Collection entries
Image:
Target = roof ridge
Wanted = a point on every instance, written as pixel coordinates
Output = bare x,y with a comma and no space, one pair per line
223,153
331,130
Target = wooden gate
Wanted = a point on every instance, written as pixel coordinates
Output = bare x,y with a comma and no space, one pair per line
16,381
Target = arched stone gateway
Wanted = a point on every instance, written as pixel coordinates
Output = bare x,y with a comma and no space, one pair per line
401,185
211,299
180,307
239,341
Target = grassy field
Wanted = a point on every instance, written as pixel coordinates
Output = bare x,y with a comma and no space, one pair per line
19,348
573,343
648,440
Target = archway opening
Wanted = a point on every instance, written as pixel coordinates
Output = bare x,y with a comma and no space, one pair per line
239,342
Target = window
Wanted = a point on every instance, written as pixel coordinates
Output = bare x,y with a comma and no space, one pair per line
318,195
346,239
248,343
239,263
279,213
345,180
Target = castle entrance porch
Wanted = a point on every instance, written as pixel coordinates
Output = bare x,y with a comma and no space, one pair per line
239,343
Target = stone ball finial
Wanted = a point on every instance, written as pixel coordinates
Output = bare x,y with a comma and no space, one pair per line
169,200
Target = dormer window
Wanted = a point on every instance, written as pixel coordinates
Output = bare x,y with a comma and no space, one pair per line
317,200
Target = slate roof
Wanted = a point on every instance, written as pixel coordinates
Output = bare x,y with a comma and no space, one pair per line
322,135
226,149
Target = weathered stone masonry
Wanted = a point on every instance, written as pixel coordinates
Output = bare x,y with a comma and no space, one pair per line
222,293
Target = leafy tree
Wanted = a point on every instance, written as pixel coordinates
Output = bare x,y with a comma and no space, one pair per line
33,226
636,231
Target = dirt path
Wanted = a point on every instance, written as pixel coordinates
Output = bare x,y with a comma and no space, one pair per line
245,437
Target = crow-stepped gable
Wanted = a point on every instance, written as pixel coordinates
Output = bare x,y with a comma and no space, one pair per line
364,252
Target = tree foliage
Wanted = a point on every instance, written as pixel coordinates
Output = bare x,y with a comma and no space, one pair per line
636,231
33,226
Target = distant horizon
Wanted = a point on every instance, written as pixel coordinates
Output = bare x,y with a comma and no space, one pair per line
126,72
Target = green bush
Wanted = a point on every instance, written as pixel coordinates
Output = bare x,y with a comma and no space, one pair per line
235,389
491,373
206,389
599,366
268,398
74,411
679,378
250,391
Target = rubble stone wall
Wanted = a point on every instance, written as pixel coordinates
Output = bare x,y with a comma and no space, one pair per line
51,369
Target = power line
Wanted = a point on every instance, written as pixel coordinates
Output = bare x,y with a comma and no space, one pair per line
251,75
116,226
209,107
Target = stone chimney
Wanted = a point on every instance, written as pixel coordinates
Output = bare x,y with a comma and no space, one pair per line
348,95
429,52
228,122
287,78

### What is required
Reproduce all of the records above line for line, with no change to any wording.

### Complete response
Image:
Target = roof ridge
Wanted = a point on every instance, written as pixel coordinates
Output = bare x,y with a comma and no space, one pair per line
223,153
331,130
Target = wooden gate
Wanted = a point on every instance, written as pixel coordinates
Output = bare x,y with a comma and no space, one pair per line
16,381
Target = arched stone gateway
Wanted = a point on every instance, written as pixel coordinates
Output = bare x,y with a comma and no space, one pair per line
401,185
211,299
180,307
239,341
Target = grassy field
Wanted = a point on every instance, written as pixel coordinates
Output = bare x,y with a comma and no space, one pair per line
19,348
573,343
648,440
Target = archway opening
Wanted = a point on every instance, written as pixel coordinates
Output = bare x,y with a comma and no space, one pair per line
239,342
Target = window
Wanted = a point on every instance, written as pixel coordinates
Output = bare x,y with a comma and no space, one pair per line
318,195
346,239
248,343
239,263
279,213
345,180
Target = castle entrance porch
Wanted = a point on every instance, written as pixel coordinates
Output = bare x,y with a comma and no space, one pair per line
239,343
Target = stone ball finial
Wanted = a point on every instance, written as pixel coordinates
Output = bare x,y with a comma and no space, one pair per line
169,200
Target = dormer window
Wanted = a point on every instance, written as pixel coordinates
Output = bare x,y with a comma and no space, one pair per line
317,200
Target = slate roof
Wanted = a point on every instance, written as pixel coordinates
Output = bare x,y with a comma and no space, one pair per line
322,135
226,149
Target = weathered stone masonry
Wanted = a point on every instance, written as pixel coordinates
Output = bare x,y with a comma and no space, one pair per line
222,293
Target = leafy tree
Wanted = a point on every instance, written as pixel coordinates
Output = bare x,y with a comma and no space, one pair per line
33,226
636,231
Target = dirt path
Wanted = a point on every instance, written as pixel coordinates
Output = bare x,y with a comma and no space, one pair per line
245,437
Target = crow-stepped gable
Wanted = a point on every instance, written as pixel coordinates
Output = bare x,y with a comma and no space, one pair per line
364,252
Target = tree foliage
Wanted = a point on every instance, written as pixel coordinates
Output = bare x,y with a comma and no space, one pair per line
636,231
33,226
Target = distant horizon
Wanted = a point on every instance, written as pixel coordinates
Output = bare x,y with a comma and no space, one pair per line
126,72
Target = green bush
Wanted = a point on every instance, written as pixel coordinates
Output = bare x,y with a comma and no space, one pair per line
235,389
491,373
206,389
599,366
268,398
74,411
679,378
250,391
Target = rubble stone wall
Wanted = a point on every instance, written as pixel coordinates
Output = bare x,y with a comma and no space, one pair per line
51,369
Target = power line
Wanted = a point on every instance, written as pixel coordinates
Output = bare x,y with a comma and no space, one pair per line
251,75
116,226
209,107
Target = stone chimney
Wanted = a point on every instance, written as pixel coordinates
Output = bare x,y with a comma and no space, one pair per line
348,95
429,52
228,122
287,78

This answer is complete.